INSTRUCTIONS FOR THE TASK:
Can you write out the listing below again, swapping "windshield" for "headlight" and leaving everything else unchanged?

SUPPLIED DATA:
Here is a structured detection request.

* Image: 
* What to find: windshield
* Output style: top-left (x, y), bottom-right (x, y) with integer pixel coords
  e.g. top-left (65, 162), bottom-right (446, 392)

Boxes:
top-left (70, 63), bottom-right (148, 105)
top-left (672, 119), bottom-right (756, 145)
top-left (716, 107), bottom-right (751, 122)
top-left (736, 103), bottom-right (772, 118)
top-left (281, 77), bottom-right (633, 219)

THE RESULT:
Here is a structured detection request.

* Image: 
* What to find: headlight
* Output style: top-left (x, y), bottom-right (x, y) with integer pixel coords
  e.g. top-left (65, 162), bottom-right (446, 392)

Boxes:
top-left (70, 63), bottom-right (148, 105)
top-left (672, 119), bottom-right (756, 145)
top-left (716, 107), bottom-right (751, 122)
top-left (736, 103), bottom-right (772, 118)
top-left (281, 77), bottom-right (633, 219)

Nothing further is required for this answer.